- _TASK DESCRIPTION_:
Set each record down exactly, excluding all images.

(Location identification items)
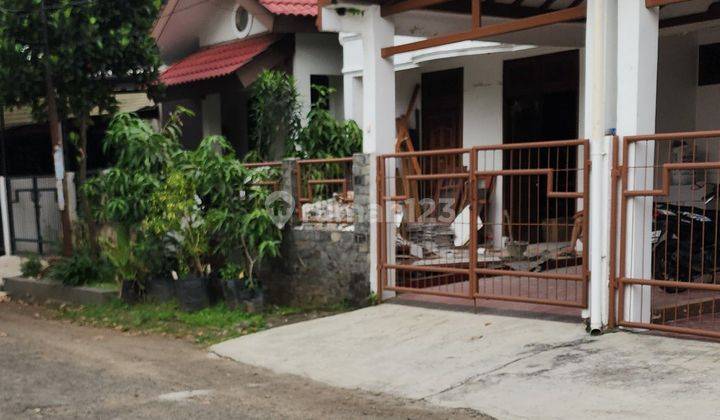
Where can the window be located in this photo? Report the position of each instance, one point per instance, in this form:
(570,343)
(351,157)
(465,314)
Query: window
(709,65)
(319,80)
(242,20)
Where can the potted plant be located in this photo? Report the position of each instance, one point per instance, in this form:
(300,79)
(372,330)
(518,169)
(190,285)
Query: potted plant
(159,282)
(121,195)
(177,214)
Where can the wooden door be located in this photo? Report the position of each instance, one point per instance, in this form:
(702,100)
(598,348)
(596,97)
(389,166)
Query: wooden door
(442,96)
(541,102)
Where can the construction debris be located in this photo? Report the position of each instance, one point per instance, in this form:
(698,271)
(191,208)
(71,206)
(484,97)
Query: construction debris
(329,214)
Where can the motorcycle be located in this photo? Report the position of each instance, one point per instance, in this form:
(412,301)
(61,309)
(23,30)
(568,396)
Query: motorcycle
(686,243)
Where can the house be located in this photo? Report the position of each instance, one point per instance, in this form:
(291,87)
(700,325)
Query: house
(565,126)
(216,49)
(28,197)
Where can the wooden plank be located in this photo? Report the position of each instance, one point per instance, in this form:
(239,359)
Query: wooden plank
(712,14)
(476,13)
(578,12)
(407,5)
(656,3)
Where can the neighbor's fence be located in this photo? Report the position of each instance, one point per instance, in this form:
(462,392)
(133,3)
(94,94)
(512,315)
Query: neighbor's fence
(668,256)
(34,215)
(506,222)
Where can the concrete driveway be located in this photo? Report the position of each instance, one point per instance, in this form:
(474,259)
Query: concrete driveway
(506,367)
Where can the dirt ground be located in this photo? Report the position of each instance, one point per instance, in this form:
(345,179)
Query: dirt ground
(56,369)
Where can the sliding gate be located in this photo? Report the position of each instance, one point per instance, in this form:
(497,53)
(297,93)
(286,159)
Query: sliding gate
(505,222)
(668,270)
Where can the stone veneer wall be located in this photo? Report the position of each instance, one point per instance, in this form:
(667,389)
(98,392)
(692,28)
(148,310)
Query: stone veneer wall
(320,266)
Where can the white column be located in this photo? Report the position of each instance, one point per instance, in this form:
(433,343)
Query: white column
(5,216)
(600,67)
(638,31)
(378,107)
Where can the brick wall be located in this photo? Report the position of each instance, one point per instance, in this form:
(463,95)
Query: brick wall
(321,266)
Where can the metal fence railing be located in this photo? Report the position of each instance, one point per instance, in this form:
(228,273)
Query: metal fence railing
(325,190)
(504,222)
(667,274)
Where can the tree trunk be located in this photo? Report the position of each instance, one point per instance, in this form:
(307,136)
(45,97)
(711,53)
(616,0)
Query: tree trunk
(56,136)
(82,177)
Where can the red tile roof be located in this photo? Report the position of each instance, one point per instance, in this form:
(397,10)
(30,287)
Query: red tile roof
(291,7)
(216,61)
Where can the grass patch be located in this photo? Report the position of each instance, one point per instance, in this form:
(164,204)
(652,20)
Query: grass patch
(105,285)
(208,326)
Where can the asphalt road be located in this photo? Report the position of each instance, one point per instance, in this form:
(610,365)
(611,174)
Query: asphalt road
(56,369)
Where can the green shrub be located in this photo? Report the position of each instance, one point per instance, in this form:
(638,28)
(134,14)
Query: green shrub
(80,269)
(231,271)
(31,267)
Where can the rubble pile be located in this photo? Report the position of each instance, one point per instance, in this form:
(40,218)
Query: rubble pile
(333,213)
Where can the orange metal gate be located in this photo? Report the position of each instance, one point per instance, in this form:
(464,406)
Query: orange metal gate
(667,272)
(506,222)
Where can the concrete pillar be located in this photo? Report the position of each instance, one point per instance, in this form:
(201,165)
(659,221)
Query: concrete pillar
(638,31)
(600,83)
(378,108)
(4,211)
(289,186)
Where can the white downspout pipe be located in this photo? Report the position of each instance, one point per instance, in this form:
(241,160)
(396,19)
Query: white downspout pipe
(595,83)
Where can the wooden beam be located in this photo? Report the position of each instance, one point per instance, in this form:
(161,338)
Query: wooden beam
(565,15)
(476,13)
(515,10)
(407,5)
(547,4)
(711,14)
(655,3)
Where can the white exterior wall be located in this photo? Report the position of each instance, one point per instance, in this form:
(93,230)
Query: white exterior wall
(707,99)
(317,54)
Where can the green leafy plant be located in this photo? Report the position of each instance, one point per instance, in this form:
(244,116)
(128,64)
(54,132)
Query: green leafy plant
(275,114)
(121,196)
(324,136)
(231,271)
(80,269)
(31,267)
(176,213)
(259,238)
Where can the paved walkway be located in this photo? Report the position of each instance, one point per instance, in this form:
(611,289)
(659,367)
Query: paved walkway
(506,367)
(57,370)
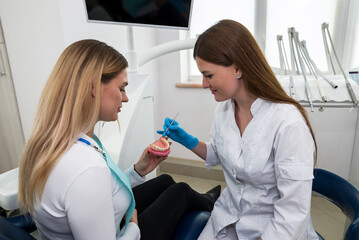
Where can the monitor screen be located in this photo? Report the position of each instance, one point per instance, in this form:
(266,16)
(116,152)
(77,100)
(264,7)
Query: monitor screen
(151,13)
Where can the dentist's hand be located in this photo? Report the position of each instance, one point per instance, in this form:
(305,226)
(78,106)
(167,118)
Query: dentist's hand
(178,134)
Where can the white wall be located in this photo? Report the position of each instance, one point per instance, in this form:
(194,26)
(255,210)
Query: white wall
(37,31)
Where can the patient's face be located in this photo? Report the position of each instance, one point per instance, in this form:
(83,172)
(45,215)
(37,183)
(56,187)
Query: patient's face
(221,81)
(113,94)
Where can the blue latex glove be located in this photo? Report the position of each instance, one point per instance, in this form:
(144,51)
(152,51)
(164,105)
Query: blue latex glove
(178,134)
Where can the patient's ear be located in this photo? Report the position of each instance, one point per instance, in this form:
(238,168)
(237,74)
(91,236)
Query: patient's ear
(93,91)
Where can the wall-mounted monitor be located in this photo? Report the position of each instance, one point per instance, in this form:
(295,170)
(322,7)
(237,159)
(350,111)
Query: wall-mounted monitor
(174,14)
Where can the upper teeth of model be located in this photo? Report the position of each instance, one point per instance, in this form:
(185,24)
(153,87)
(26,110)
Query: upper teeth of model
(160,148)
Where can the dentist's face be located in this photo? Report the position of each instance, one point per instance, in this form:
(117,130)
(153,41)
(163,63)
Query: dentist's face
(113,94)
(222,81)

- _SOLUTION TO THIS EXERCISE_:
Where can the window be located in this photo? Report the position of each instance, one point per instance, in this form:
(570,343)
(351,157)
(465,314)
Query: window
(709,65)
(319,80)
(242,20)
Where can the potted plant be located in this photo? Report the position of each instance, one point per instance, in this form:
(300,79)
(372,330)
(518,169)
(190,285)
Query: potted plant
(159,282)
(121,195)
(177,214)
Where can the wooden door be located in this photo? Report the position of each instance, one point per instance, in this form:
(702,100)
(598,348)
(596,97)
(389,166)
Query: wooden door
(442,96)
(541,102)
Where can the construction debris be located in this photo? Report the position of each instance, one point per instance, in this form:
(698,271)
(191,208)
(71,206)
(484,97)
Query: construction debris
(329,214)
Where can the motorcycle be located in this photo? Report the position of each instance, one point per instance, in this form:
(412,301)
(61,309)
(23,30)
(568,396)
Query: motorcycle
(686,243)
Where can the house be located in this photo? Report the position of each instance, one point per instance, in this form:
(291,87)
(700,325)
Query: house
(565,126)
(216,49)
(28,197)
Where can the wooden plank be located in this photo? Report the position of each instance, one point per instance, in this form:
(239,359)
Query: wooden plank
(712,14)
(476,13)
(578,12)
(407,5)
(656,3)
Where can the neighbor's fence be located in this photo? Report the position of each instance, one point per instance, in this form:
(462,392)
(133,3)
(94,94)
(512,315)
Query: neighbor's fence
(668,256)
(34,215)
(506,222)
Where can the concrete driveway be located in this photo? Report the position of each instance, one point per instance, in this form:
(474,259)
Query: concrete driveway
(506,367)
Where can the dirt ground be located in this photo? Report the position of each instance, one point per instance, in this form:
(345,179)
Query: dirt ground
(56,369)
Where can the sliding gate be located in this photo? Report the position of each instance, one point per instance, in this form:
(497,53)
(297,93)
(286,159)
Query: sliding gate
(505,222)
(668,270)
Where can the stone veneer wall be located in this photo? Report the position of each instance, one point per instance, in this form:
(667,389)
(98,392)
(692,28)
(148,310)
Query: stone veneer wall
(320,266)
Where can the white column be located in this photo? Report the position of each instance, one point per instance, in this form:
(433,343)
Query: white column
(5,216)
(600,67)
(638,31)
(378,107)
Where can the brick wall be located in this photo? Report the position of each instance, one point per instance, in this form:
(463,95)
Query: brick wall
(321,266)
Where can the metal fence railing be located in this photo? Report the position of each instance, one point per instance, in this form:
(228,273)
Query: metal fence railing
(325,190)
(504,222)
(667,274)
Where can the tree trunk be located in this photo? Report the position of each instance, one point per instance, in this form:
(307,136)
(45,97)
(711,53)
(616,0)
Query: tree trunk
(56,136)
(82,177)
Where can the red tile roof be located in this photo? Report the position of each instance, one point per instance, in this form:
(397,10)
(30,287)
Query: red tile roof
(291,7)
(216,61)
Where can the grass patch be located in this photo? Report the position of each instance, one point per instance, in this form:
(164,204)
(652,20)
Query: grass patch
(105,285)
(208,326)
Where can the asphalt road be located in this photo? Report the position of each instance, one point per instance, in this form:
(610,365)
(611,174)
Query: asphalt road
(56,369)
Where can the green shrub be located in this photo? Report the position of each instance, one point per instance, in this form:
(638,28)
(134,14)
Query: green shrub
(80,269)
(231,271)
(31,267)
Where can the rubble pile be located in this photo? Report the position of each instance, one point per instance, in this form:
(40,218)
Query: rubble pile
(333,213)
Where can the orange metal gate be located in this photo? Report the position of each instance, one point per instance, in this form:
(464,406)
Query: orange metal gate
(667,272)
(506,222)
Where can the concrete pillar be located in this photo? Report the position of each instance, one point per instance, in this form:
(201,165)
(659,221)
Query: concrete pillar
(638,31)
(600,83)
(378,108)
(4,211)
(289,186)
Where can the white downspout pipe be located in this photo? Report the position of each instance, one point per instance, in this form:
(241,160)
(396,19)
Query: white downspout pipe
(595,83)
Where can the wooden beam be located in this photo? Report the position of each instance, one point per instance, in this form:
(161,338)
Query: wooden beam
(565,15)
(476,13)
(515,10)
(407,5)
(547,4)
(711,14)
(655,3)
Where can the white exterior wall be located in this photo? Report the position of each instance, one point per instance, in this form:
(93,230)
Query: white exterior wall
(707,99)
(317,54)
Where can the green leafy plant be located in this photo? Report the position of each instance, one point per instance, in this form:
(244,116)
(128,64)
(54,132)
Query: green leafy plant
(275,114)
(121,196)
(324,136)
(231,271)
(80,269)
(31,267)
(176,213)
(259,238)
Where can the paved walkway be located in this photo? Report the position of each instance, one point per instance, in this form:
(611,289)
(659,367)
Query: paved walkway
(506,367)
(57,370)
Where can the monitor screen be located in this photo? Report the position of each instance, one point per instance, in this form:
(266,16)
(116,152)
(77,100)
(264,7)
Query: monitor screen
(151,13)
Where can the dentist's hand be located in this photo? Report the position of each instance, one point per instance, in this form:
(305,226)
(78,106)
(167,118)
Query: dentist's hand
(178,134)
Where can the white wall be located in this photo? Report the position of each instance, one point per instance, in this form:
(194,26)
(255,210)
Query: white wall
(37,31)
Where can the patient's face be located in this photo? Report the position of each instance, one point per instance, in this form:
(83,172)
(45,215)
(37,183)
(56,187)
Query: patient's face
(221,81)
(113,94)
Where can the blue latex glove be located in this photo? Report the position of each instance, one point per instance, in this form:
(144,51)
(152,51)
(164,105)
Query: blue latex glove
(178,134)
Where can the patient's ear be located in this photo? Report the position of each instance, one point per instance, in this form:
(238,168)
(237,74)
(91,236)
Query: patient's ear
(93,91)
Where can the wall-mounted monitor be located in this photo? Report the position of each instance, one point per instance, in this form:
(295,170)
(322,7)
(237,159)
(350,111)
Query: wall-mounted monitor
(174,14)
Where can the upper teeth of model be located in this photo? Report the position of each instance, one point per instance, in this form:
(185,24)
(153,87)
(26,110)
Query: upper teeth of model
(160,148)
Where can the dentist's face be located in this photo? Report the position of each instance, one point per instance, in this form:
(117,130)
(153,41)
(163,63)
Query: dentist's face
(113,94)
(222,81)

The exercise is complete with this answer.